== Task requirements ==
Can you reproduce the court ruling word for word, beginning at the words "1. The accused, Nelson" and stopping after "on his defence."?

== Provided passage ==
*****

State v Nelson Mbilu Okonda [2022] KEHC 2371 (KLR) | Murder | Esheria

State v Nelson Mbilu Okonda [2022] KEHC 2371 (KLR)

Full Case Text

REPUBLIC OF KENYA

IN THE HIGH COURT OF KENYA AT SIAYA

CRIMINAL CASE NO. E009 OF 2020

STATE.......................................................................................PROSECUTION

VERSUS

NELSON MBILU OKONDA...........................................................ACCUSED

RULING ON CASE TO ANSWER

1. The accused, Nelson Mbilu Okonda is charged before this court with the offence of murder contrary to section 203 as read with section 204 of the Penal Code (Cap 63 of the Laws of Kenya). The particulars of the Information dated 14th December, 2020 are that on the 26. 11. 2020 at unknown time at Marenyo Sub location in Yala Township Location within Gem Sub county of Siaya County the accused murdered Brown Indimuli (the deceased).

2. The accused denied the charge and a plea of not guilty was entered. The prosecution has presented its case against the accused through the testimony of its seven (7) witnesses and this Court is now called upon to determine whether the accused has a case to answer or in other words whether the prosecution have established a prima facie case against the accused person to warrant him being placed on his defence.

3. The burden of proof lies with the Prosecution throughout the trial and that burden does not shift.  The prosecution carries the burden or onus to establish the guilty of the accused person beyond reasonable doubt.  However, at this stage, they are not expected to establish the guilt of the accused person beyond reasonable doubt. What is expected of the Prosecution is to establish a prima facie case against the accused person. However, a prima facie case is not necessarily one that must succeed.

4. Section 306 of the Criminal Procedure Code requires the court, after closure of the prosecution’s case, to make a considered determination on whether an accused person has a case to answer. The section provides:

“36(1) When the evidence of the witnesses for the prosecution has been concluded, the court, if it considers that there is no evidence that the accused or any one of several accused committed the offence, shall after hearing, if necessary, any arguments which the advocate for the prosecution or the defence may desire to submit record a finding of not guilty.

(2) When the evidence of the witnesses for the prosecution has been concluded the court, if it considers that there is evidence that the accused person or any one or more of several accused persons committed the offence, shall inform each such accused person of his right to address the court on his own behalf or make unsworn statement and to call witnesses in his defence...”

*****

== Dataset entries ==
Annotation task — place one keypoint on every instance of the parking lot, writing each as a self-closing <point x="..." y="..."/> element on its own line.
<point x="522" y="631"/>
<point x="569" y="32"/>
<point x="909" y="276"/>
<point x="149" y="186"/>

*****

== Response to the exercise ==
1. The accused, Nelson Mbilu Okonda is charged before this court with the offence of murder contrary to section 203 as read with section 204 of the Penal Code (Cap 63 of the Laws of Kenya). The particulars of the Information dated 14th December, 2020 are that on the 26. 11. 2020 at unknown time at Marenyo Sub location in Yala Township Location within Gem Sub county of Siaya County the accused murdered Brown Indimuli (the deceased).

2. The accused denied the charge and a plea of not guilty was entered. The prosecution has presented its case against the accused through the testimony of its seven (7) witnesses and this Court is now called upon to determine whether the accused has a case to answer or in other words whether the prosecution have established a prima facie case against the accused person to warrant him being placed on his defence.